If you’re new to hosting a dedicated server, you might have heard about a type of operating system called Linux.  Much like Windows, Linux OS handles basic tasks like file management, networking, and running applications.

Unlike Windows, Linux is developed under an Open Source license.  Where Windows forbids users from taking apart the software to see how it works, Linux encourages users to do so. This has helped create online communities building and improving the core Linux operating system. It has also led to different distributions or variations of versions.

There are two popular distributions of Linux for web servers: Ubuntu and CentOS.

This guide will walk you the CentOS and Ubuntu, so you can choose which one you’d like for your server OS.

racks of servers with various operating systems

 Features of CentOS and Ubuntu

One key feature for CentOS and Ubuntu is that they are both free.  You can download a copy for no charge, and install it on your dedicated server.

Each version can be distributed or downloaded to a USB drive, which you can boot into without making permanent changes to your operating system.  A bootable drive allows you to take the system for a test run before you install it.

One of the central features of CentOS is reliability and stability.  Because of this, the core operating system is relatively small and lightweight compared to it’s Windows counterpart.  This helps improve speed and lowers the size that the operating system takes up on the hard disk.

■ **Record list**
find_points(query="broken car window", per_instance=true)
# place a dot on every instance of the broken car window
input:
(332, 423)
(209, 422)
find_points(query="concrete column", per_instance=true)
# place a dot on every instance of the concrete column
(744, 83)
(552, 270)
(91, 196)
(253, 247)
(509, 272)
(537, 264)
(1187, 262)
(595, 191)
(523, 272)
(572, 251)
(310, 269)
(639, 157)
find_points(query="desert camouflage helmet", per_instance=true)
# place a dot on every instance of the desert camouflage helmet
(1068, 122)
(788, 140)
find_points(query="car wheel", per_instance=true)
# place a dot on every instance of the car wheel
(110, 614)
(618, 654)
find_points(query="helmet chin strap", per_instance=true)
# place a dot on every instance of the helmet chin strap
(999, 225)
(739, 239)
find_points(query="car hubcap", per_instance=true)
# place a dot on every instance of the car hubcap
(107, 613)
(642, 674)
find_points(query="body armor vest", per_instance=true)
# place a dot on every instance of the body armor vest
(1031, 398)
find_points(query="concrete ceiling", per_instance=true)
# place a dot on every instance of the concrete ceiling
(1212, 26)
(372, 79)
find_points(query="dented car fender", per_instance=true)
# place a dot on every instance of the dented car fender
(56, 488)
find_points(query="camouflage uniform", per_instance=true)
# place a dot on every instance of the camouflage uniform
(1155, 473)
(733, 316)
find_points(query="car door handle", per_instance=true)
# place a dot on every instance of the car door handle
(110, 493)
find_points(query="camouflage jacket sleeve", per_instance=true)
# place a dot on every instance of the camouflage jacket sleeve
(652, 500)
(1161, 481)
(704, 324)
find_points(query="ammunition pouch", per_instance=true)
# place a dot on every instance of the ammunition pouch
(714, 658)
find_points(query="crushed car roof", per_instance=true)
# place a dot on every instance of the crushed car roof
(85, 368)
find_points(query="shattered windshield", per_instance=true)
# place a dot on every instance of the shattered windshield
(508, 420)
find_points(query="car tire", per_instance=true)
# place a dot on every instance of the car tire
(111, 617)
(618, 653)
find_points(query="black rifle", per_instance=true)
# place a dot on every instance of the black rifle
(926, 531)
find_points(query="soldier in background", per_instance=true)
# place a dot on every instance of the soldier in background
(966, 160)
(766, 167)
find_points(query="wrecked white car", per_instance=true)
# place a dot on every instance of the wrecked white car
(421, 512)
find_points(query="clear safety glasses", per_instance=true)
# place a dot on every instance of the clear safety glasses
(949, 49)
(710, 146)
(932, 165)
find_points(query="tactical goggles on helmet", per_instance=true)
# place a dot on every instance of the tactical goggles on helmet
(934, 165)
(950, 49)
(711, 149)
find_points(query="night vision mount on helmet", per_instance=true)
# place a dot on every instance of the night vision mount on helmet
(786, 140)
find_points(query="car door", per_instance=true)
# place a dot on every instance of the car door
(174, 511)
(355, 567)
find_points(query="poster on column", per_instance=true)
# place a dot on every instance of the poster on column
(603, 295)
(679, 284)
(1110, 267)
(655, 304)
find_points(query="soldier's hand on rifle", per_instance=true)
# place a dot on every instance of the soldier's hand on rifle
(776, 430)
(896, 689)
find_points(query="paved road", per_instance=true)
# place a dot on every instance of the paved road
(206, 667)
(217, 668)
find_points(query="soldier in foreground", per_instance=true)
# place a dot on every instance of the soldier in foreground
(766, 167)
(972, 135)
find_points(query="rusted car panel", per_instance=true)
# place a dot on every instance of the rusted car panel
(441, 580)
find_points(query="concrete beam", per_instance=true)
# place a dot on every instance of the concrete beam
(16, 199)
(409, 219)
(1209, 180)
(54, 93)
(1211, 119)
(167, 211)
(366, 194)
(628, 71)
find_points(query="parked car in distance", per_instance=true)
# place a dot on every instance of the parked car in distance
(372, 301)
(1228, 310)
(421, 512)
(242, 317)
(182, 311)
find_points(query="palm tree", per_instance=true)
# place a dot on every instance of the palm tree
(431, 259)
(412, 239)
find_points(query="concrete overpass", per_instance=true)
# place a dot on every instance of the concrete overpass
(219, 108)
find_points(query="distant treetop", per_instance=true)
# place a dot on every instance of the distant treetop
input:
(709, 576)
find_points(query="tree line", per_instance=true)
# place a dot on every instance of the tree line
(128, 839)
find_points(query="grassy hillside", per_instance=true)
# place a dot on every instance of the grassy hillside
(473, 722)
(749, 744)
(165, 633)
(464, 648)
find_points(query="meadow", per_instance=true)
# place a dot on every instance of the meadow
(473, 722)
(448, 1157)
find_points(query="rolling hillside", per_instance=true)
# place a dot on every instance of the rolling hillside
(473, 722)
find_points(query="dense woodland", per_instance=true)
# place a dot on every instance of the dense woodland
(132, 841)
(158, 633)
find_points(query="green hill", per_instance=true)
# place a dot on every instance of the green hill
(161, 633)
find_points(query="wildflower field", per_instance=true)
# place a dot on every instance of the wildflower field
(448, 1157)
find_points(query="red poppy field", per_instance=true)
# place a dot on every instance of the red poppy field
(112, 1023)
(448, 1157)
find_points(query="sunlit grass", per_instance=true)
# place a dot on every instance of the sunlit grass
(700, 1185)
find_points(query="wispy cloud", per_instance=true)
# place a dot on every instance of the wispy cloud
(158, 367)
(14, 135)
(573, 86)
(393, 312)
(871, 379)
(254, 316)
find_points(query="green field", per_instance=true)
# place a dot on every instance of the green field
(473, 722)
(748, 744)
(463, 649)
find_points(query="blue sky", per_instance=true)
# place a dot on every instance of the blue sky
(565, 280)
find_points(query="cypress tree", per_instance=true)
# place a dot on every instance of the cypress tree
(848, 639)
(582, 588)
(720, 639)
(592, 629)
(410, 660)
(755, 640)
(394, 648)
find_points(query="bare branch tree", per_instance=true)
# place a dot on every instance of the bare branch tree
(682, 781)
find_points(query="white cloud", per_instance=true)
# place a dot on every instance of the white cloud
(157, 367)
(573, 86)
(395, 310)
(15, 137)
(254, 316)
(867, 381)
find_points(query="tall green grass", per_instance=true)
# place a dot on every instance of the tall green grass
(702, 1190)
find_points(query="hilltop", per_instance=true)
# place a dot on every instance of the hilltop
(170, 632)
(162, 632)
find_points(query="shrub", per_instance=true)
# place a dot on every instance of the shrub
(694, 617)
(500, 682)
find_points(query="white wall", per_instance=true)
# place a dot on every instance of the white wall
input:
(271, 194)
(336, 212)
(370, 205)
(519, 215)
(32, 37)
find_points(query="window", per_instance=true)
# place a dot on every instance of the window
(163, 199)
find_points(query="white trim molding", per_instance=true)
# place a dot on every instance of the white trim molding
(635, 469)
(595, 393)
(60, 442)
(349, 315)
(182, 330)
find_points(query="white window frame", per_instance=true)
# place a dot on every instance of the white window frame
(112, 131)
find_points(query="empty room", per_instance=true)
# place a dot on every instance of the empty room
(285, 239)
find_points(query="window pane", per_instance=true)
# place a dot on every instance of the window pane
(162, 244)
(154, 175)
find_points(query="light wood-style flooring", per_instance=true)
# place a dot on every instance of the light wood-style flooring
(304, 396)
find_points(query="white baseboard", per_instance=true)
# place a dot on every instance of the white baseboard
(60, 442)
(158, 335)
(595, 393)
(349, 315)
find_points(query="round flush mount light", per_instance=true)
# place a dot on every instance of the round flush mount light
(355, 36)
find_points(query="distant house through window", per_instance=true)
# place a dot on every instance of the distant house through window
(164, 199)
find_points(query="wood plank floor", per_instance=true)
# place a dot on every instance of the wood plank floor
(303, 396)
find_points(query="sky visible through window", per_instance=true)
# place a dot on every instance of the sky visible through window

■ **Instructions**
A - Could you reproduce the CentOS and Ubuntu text from "racks of servers" to "the hard disk."?
B - Can you write what comes next in the CentOS and Ubuntu text, picking up after its final sentence?

■ **Answers by task**
A -
racks of servers with various operating systems

 Features of CentOS and Ubuntu

One key feature for CentOS and Ubuntu is that they are both free.  You can download a copy for no charge, and install it on your dedicated server.

Each version can be distributed or downloaded to a USB drive, which you can boot into without making permanent changes to your operating system.  A bootable drive allows you to take the system for a test run before you install it.

One of the central features of CentOS is reliability and stability.  Because of this, the core operating system is relatively small and lightweight compared to it’s Windows counterpart.  This helps improve speed and lowers the size that the operating system takes up on the hard disk.

B -
Centos vs. Ubuntu For Development

CentOS also takes longer for the developers to test and approve updates. CentOS releases updates much slower than other Linux variants. However, if you have a strong business need for stability or your environment is not very tolerant to change, this can be more helpful than a faster release schedule.  Due to the lower and slower support for CentOS, some software updates are not automatically applied.  A newer version of a software application may be released, but may not make it into the official repository.  If this happens, it can leave you responsible for manually checking and installing security updates.  Less-experienced users might find this process too challenging.

Ubuntu, as an “out-of-the-box” operating system, including many different features.  There are three different versions of Ubuntu: Desktop version, which is for basic end-users; Server, web hosting over the internet or in the cloud; and Core, which is for other devices (like cars, smart TV’s, etc.)  A basic installation of Ubuntu Server should include most of the applications you need to configure your server to host files over a network.  It also adds extra software, like open-source office productivity software, as well as the latest kernel and operating system features.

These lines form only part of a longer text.